* PROBLEM REQUIREMENTS:
Pull out each line in the rows below that contains the string "archway". Case counts, so only lines with that exact capitalization qualify.

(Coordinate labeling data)

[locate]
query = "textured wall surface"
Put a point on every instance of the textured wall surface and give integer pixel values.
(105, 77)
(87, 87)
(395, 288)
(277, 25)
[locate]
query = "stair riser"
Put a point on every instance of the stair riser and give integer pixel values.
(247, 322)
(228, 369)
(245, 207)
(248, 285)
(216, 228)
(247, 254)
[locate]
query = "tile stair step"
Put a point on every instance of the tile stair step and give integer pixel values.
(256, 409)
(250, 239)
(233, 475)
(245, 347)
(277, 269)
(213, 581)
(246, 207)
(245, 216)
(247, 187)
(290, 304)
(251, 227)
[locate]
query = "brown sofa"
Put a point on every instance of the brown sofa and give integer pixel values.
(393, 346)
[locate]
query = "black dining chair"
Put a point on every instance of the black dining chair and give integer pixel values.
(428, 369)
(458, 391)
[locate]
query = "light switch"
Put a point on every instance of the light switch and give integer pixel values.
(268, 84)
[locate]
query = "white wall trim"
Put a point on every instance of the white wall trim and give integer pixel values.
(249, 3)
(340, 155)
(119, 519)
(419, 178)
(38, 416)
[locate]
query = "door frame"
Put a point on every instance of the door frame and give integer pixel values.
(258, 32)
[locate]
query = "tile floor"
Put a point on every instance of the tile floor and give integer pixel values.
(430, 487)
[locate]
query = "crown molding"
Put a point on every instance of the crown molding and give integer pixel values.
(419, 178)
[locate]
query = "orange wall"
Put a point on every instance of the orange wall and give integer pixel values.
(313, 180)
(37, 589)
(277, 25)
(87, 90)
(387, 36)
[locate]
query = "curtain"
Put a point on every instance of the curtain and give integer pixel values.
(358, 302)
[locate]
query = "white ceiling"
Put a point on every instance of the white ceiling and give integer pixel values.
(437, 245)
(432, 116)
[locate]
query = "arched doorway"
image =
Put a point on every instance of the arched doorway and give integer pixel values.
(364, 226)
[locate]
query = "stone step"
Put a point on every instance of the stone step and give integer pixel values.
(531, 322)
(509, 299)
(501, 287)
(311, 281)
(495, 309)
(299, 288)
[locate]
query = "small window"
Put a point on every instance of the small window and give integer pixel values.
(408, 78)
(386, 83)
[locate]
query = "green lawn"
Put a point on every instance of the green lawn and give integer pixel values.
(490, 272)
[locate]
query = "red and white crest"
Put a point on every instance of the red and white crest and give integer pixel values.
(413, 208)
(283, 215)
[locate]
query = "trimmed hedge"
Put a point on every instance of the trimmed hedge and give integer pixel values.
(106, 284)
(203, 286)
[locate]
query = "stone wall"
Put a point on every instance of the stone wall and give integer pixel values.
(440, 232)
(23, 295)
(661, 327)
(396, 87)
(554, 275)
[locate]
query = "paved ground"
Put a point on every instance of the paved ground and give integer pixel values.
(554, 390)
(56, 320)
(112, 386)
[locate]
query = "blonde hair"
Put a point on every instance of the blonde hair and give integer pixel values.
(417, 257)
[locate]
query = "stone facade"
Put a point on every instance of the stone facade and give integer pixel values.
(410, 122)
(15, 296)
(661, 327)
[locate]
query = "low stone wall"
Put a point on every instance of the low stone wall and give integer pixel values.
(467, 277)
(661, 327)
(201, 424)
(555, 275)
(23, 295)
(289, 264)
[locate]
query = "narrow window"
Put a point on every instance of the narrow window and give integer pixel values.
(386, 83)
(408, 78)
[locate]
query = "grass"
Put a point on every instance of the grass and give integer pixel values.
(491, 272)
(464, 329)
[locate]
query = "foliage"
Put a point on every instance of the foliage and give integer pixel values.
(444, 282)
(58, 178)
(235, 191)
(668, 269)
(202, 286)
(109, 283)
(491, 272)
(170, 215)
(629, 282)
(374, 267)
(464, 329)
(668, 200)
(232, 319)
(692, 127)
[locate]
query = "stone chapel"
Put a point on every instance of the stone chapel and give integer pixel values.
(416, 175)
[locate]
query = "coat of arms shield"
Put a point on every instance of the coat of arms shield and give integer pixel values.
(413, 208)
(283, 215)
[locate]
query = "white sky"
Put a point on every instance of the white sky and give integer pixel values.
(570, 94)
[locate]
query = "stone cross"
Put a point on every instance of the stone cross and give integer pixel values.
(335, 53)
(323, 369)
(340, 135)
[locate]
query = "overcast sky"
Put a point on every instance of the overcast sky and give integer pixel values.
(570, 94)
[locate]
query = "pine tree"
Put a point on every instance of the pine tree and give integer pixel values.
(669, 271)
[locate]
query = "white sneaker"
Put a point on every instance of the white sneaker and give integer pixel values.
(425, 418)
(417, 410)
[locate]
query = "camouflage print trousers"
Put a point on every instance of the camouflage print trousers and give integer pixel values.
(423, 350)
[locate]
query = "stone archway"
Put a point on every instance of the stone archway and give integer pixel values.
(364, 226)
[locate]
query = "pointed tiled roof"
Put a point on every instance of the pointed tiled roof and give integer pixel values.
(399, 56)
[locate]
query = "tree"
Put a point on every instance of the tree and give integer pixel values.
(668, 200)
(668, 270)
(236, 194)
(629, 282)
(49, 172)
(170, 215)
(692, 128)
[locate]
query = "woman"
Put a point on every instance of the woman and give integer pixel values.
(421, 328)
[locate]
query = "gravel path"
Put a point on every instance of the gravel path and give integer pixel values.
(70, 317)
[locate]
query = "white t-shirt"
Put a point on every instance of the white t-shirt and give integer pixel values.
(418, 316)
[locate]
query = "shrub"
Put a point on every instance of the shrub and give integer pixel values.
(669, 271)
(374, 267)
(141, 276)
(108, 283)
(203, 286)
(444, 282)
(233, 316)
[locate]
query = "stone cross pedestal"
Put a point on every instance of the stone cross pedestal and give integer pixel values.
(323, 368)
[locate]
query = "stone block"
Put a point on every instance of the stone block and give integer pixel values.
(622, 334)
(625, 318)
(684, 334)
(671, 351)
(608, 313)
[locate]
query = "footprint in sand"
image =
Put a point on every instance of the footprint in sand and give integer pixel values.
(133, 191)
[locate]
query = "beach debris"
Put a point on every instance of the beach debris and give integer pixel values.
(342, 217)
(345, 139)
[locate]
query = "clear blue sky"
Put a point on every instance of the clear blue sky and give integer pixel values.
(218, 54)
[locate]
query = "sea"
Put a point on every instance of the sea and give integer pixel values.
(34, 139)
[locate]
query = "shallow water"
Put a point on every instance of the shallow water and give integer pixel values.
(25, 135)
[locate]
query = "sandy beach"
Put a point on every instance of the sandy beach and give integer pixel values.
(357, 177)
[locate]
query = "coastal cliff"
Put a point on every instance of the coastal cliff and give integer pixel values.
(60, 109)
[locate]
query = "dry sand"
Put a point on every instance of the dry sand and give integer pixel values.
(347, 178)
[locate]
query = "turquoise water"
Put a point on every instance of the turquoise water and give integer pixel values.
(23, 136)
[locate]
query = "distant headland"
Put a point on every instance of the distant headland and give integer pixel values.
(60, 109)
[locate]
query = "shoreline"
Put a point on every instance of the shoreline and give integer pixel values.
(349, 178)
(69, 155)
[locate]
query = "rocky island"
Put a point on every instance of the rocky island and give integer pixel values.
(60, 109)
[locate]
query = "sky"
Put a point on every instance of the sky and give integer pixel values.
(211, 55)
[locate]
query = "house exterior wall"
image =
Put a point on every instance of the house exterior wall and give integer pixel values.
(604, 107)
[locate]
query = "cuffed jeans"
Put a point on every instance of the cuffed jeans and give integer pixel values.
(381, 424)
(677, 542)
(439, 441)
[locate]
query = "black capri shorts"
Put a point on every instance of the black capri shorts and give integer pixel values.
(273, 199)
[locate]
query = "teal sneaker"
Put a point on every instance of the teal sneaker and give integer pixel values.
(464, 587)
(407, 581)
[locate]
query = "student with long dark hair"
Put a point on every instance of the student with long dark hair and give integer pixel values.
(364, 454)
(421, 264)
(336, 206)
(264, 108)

* RESPONSE:
query = "stone archway"
Put a point on every instance of the stone archway and give integer pixel values.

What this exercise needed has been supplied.